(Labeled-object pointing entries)
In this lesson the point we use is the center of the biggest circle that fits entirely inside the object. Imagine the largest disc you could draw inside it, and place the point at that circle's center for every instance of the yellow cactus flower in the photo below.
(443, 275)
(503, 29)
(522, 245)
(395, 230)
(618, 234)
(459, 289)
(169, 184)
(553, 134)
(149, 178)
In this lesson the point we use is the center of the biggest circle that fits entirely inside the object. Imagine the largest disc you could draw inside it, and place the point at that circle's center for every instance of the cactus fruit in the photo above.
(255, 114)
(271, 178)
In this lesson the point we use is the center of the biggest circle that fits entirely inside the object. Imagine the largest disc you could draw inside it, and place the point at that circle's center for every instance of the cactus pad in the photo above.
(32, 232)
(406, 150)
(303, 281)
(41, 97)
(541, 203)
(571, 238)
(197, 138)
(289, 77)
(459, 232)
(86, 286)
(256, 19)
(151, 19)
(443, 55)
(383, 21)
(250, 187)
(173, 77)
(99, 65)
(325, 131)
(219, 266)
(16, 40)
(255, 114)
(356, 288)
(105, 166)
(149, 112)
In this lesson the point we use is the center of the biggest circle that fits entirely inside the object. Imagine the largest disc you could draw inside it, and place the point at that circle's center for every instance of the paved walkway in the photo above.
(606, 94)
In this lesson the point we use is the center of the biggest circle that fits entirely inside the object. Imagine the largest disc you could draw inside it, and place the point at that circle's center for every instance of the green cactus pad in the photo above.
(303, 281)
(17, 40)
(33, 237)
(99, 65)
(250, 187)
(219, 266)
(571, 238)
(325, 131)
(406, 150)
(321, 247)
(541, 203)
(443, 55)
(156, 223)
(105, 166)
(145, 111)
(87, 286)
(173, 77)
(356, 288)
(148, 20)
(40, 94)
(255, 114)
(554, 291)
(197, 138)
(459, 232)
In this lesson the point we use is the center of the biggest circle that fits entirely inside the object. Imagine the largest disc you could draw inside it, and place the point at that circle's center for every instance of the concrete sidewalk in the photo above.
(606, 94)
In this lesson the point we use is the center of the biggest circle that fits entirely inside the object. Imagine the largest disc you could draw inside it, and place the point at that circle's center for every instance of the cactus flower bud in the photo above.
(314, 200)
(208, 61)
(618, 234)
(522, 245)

WHAT TO DO ▸ The required output is the exact sequence of lines from the one containing "walkway in the photo above." through the end of the listing, both endpoints included.

TASK RESULT ▸
In this lesson the point we use is the center of the biggest circle that fits entirely inside the object. Imagine the largest disc you could draw inside it, and place the point at that circle's center for every instance of the paved walkway in the photo above.
(606, 94)
In this lesson the point we use is the center of the biggest circle that fits entirely inside the object. Imagine the largest disc you could draw inside it, and place the point at that circle's center for every instance of the green cactus pad in the photo above.
(303, 281)
(17, 40)
(33, 237)
(99, 65)
(250, 187)
(219, 266)
(571, 238)
(325, 131)
(406, 150)
(321, 247)
(541, 203)
(443, 55)
(156, 223)
(105, 166)
(145, 111)
(87, 286)
(173, 77)
(356, 288)
(148, 20)
(40, 94)
(255, 114)
(554, 291)
(197, 138)
(459, 232)
In this lesson the point we use is the center of the biggest circle that fits entirely inside the object. Imagine the largest disc you could draw inside it, and place the point at that circle's center for every instance of the concrete sidewalk in the photo above.
(606, 94)
In this lesson the point we use is the center of the biggest circle that fits entirely inside the object. Imagine the largest disc you could draw inside it, and place the point at that circle's center for every instance of the cactus flower bud in the photo above.
(314, 200)
(208, 61)
(618, 234)
(522, 245)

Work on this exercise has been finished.